• **REQUIRED TASK**: List each line below that contains the word "fence".

• **GIVEN RECORDS**:
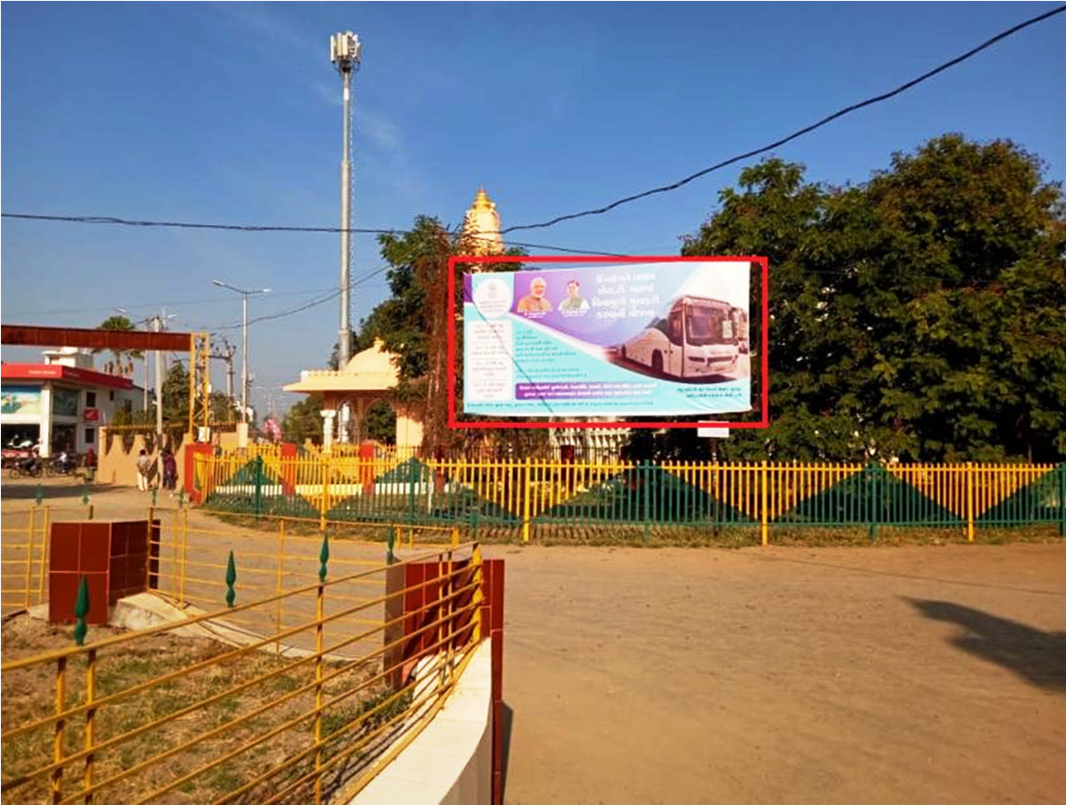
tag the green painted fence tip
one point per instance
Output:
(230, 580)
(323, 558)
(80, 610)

...

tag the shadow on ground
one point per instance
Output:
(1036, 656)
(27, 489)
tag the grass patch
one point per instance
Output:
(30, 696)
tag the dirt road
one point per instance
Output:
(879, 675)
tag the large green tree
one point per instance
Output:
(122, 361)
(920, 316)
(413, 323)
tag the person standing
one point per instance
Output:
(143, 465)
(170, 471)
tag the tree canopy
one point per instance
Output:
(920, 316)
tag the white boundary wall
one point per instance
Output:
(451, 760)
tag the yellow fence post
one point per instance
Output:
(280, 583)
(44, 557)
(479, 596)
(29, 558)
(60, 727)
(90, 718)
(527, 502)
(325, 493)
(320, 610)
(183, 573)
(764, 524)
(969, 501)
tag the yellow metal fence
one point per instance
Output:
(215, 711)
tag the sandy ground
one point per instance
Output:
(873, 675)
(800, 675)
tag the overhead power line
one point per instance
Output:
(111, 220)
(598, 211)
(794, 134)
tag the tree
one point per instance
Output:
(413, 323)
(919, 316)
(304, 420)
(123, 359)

--

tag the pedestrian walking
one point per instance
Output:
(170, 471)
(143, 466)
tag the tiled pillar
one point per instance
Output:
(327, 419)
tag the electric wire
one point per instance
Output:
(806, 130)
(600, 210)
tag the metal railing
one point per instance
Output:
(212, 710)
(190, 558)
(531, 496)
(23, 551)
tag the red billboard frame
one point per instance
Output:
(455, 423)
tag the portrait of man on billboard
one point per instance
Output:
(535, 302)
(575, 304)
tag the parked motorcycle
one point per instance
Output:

• **THE ANSWER**:
tag the green painted fence tip
tag the yellow fence post
tag the yellow metal fence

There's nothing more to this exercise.